(Stored records)
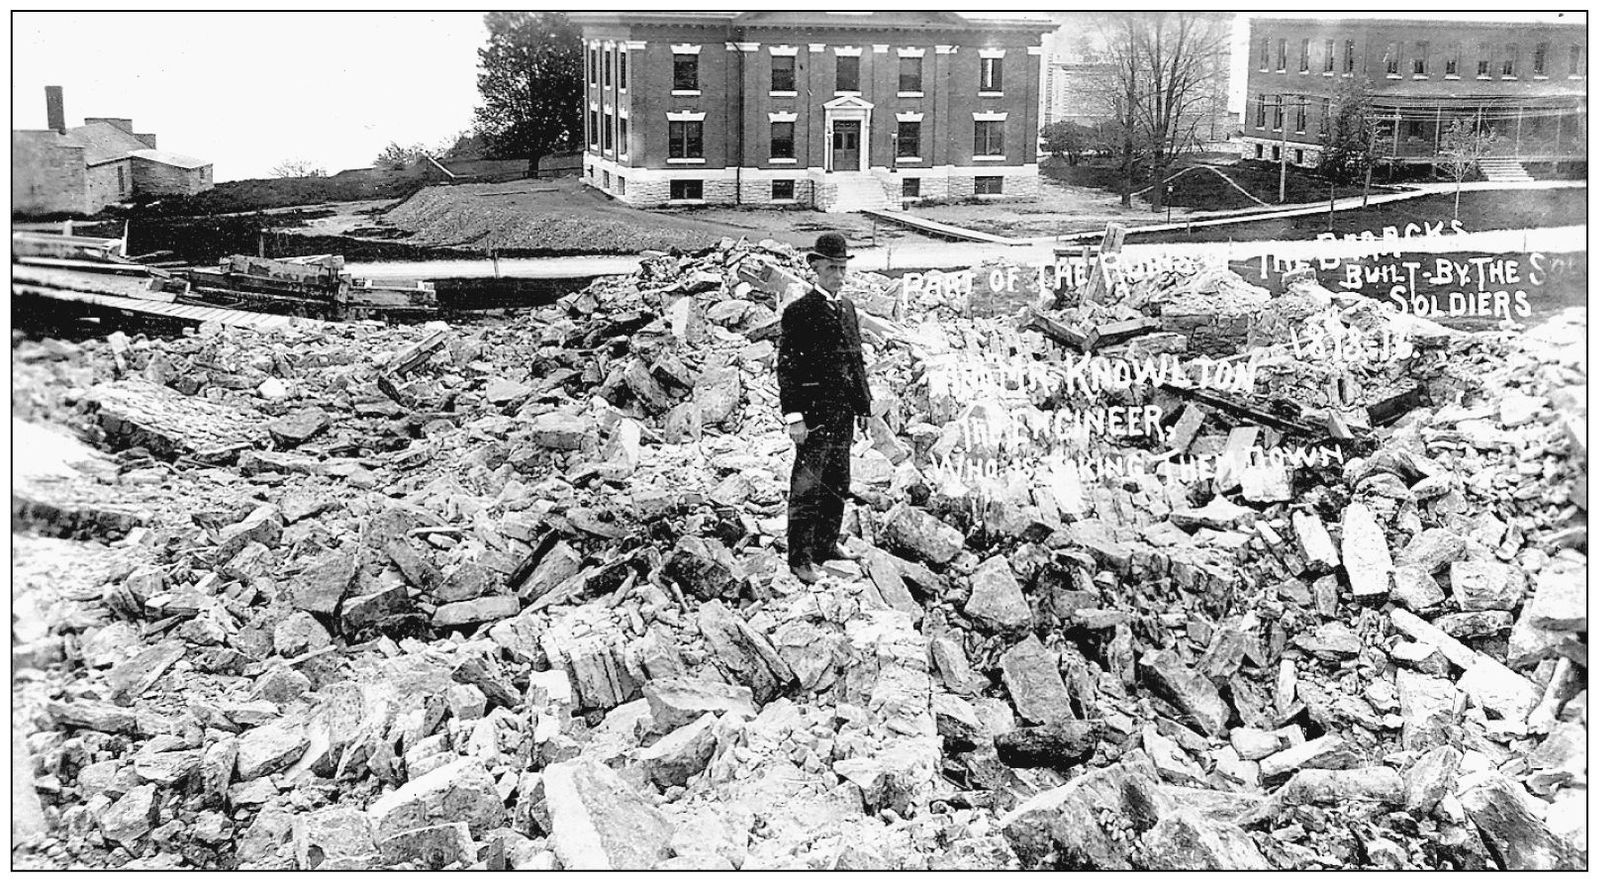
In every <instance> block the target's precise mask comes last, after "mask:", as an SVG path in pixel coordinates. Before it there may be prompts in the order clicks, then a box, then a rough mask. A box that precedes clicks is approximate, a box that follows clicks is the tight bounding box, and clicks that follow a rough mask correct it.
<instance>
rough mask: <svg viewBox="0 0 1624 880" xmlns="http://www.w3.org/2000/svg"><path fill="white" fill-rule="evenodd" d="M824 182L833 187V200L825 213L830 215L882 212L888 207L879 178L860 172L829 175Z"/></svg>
mask: <svg viewBox="0 0 1624 880" xmlns="http://www.w3.org/2000/svg"><path fill="white" fill-rule="evenodd" d="M825 180H827V182H828V183H830V185H833V187H835V200H833V201H830V203H828V206H827V208H823V209H825V211H828V213H831V214H853V213H857V211H883V209H887V208H888V206H890V200H888V198H887V195H885V185H883V183H880V180H879V177H874V175H872V174H862V172H856V170H853V172H840V174H830V175H828V177H825Z"/></svg>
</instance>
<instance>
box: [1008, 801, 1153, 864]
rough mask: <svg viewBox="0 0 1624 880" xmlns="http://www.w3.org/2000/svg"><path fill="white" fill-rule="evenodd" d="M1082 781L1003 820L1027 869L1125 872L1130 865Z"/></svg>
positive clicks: (1026, 802) (1008, 840) (1033, 803)
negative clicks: (1043, 869) (1086, 792)
mask: <svg viewBox="0 0 1624 880" xmlns="http://www.w3.org/2000/svg"><path fill="white" fill-rule="evenodd" d="M1082 783H1083V781H1082V779H1072V781H1070V783H1067V784H1064V786H1059V787H1054V789H1049V791H1046V792H1041V794H1036V796H1033V797H1030V799H1026V800H1025V802H1023V804H1020V805H1018V807H1015V809H1013V810H1010V812H1009V813H1005V815H1004V817H1002V818H1000V820H999V830H1002V831H1004V839H1007V841H1009V844H1010V849H1013V851H1015V856H1017V857H1018V859H1020V864H1021V867H1023V869H1028V870H1038V869H1056V870H1125V869H1129V867H1130V865H1129V861H1127V857H1125V856H1124V854H1122V851H1121V848H1119V846H1117V844H1116V841H1112V839H1111V836H1108V835H1106V831H1104V828H1103V826H1101V825H1099V817H1098V815H1096V813H1095V809H1093V807H1091V805H1090V802H1088V796H1086V794H1083V792H1082V791H1080V786H1082Z"/></svg>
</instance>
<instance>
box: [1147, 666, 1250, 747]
mask: <svg viewBox="0 0 1624 880" xmlns="http://www.w3.org/2000/svg"><path fill="white" fill-rule="evenodd" d="M1140 672H1143V674H1145V680H1147V684H1148V685H1150V688H1151V690H1153V692H1156V693H1158V695H1160V697H1161V698H1163V700H1166V701H1169V703H1173V705H1174V706H1177V708H1179V711H1182V713H1186V716H1187V719H1189V723H1190V726H1194V727H1195V729H1197V731H1200V732H1203V734H1207V735H1216V734H1218V732H1221V731H1223V729H1224V726H1226V724H1228V723H1229V714H1231V710H1229V703H1226V701H1224V698H1223V695H1221V693H1218V685H1215V684H1213V682H1212V679H1208V677H1207V675H1202V674H1199V672H1195V671H1194V669H1190V667H1187V666H1184V664H1182V662H1179V658H1177V656H1174V654H1173V653H1169V651H1147V653H1145V656H1143V658H1140Z"/></svg>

WHAT YOU WILL DO
Return all records exactly as they stand above, except for pictures.

WRITTEN RESPONSE
In every <instance> block the target's precise mask comes last, after "mask:", as an SVG path in pixel coordinates. Before it there may be prompts in the order clicks, then a box, then a rough mask. A box that precedes clicks is approximate, a box that follows clicks is the tight bounding box, and clicks that follow a rough mask correct it.
<instance>
rough mask: <svg viewBox="0 0 1624 880" xmlns="http://www.w3.org/2000/svg"><path fill="white" fill-rule="evenodd" d="M824 182L833 187V200L825 213L830 215L882 212L888 207L879 178L860 172L829 175Z"/></svg>
mask: <svg viewBox="0 0 1624 880" xmlns="http://www.w3.org/2000/svg"><path fill="white" fill-rule="evenodd" d="M825 180H827V182H828V183H830V185H833V187H835V200H833V201H830V203H828V206H827V208H823V209H825V211H828V213H831V214H853V213H857V211H883V209H887V208H888V206H890V200H888V198H887V195H885V185H883V183H880V180H879V177H874V175H872V174H862V172H856V170H853V172H840V174H830V175H828V177H825Z"/></svg>
</instance>
<instance>
box: [1008, 801, 1153, 864]
rough mask: <svg viewBox="0 0 1624 880" xmlns="http://www.w3.org/2000/svg"><path fill="white" fill-rule="evenodd" d="M1082 781L1003 820L1027 869L1125 872L1130 865Z"/></svg>
positive clicks: (1026, 802) (1008, 840) (1033, 803)
negative clicks: (1043, 869) (1086, 792)
mask: <svg viewBox="0 0 1624 880" xmlns="http://www.w3.org/2000/svg"><path fill="white" fill-rule="evenodd" d="M1082 783H1083V781H1082V779H1072V781H1070V783H1067V784H1064V786H1059V787H1054V789H1049V791H1046V792H1041V794H1036V796H1033V797H1030V799H1026V800H1025V802H1023V804H1020V805H1018V807H1015V809H1013V810H1010V812H1009V813H1005V815H1004V817H1002V818H1000V820H999V830H1002V831H1004V839H1007V841H1009V844H1010V849H1013V851H1015V856H1017V857H1018V859H1020V864H1021V867H1023V869H1028V870H1038V869H1056V870H1125V869H1129V867H1130V865H1129V861H1127V857H1125V856H1124V854H1122V851H1121V848H1119V846H1117V844H1116V841H1112V839H1111V836H1108V835H1106V831H1104V828H1103V826H1101V825H1099V817H1098V815H1096V813H1095V809H1093V807H1091V805H1090V802H1088V796H1086V794H1083V792H1082V791H1080V786H1082Z"/></svg>
</instance>
<instance>
box: [1147, 666, 1250, 747]
mask: <svg viewBox="0 0 1624 880" xmlns="http://www.w3.org/2000/svg"><path fill="white" fill-rule="evenodd" d="M1140 672H1143V674H1145V680H1147V684H1148V685H1150V688H1151V690H1153V692H1156V693H1158V695H1160V697H1161V698H1163V700H1166V701H1169V703H1173V705H1174V706H1177V708H1179V711H1182V713H1186V716H1187V719H1189V723H1190V726H1194V727H1195V729H1197V731H1200V732H1203V734H1207V735H1216V734H1218V732H1221V731H1223V729H1224V726H1226V724H1228V723H1229V714H1231V710H1229V703H1226V701H1224V698H1223V695H1221V693H1218V685H1215V684H1213V682H1212V679H1208V677H1207V675H1202V674H1199V672H1195V671H1194V669H1190V667H1187V666H1184V664H1182V662H1179V658H1177V656H1174V654H1173V653H1169V651H1147V653H1145V656H1143V658H1140Z"/></svg>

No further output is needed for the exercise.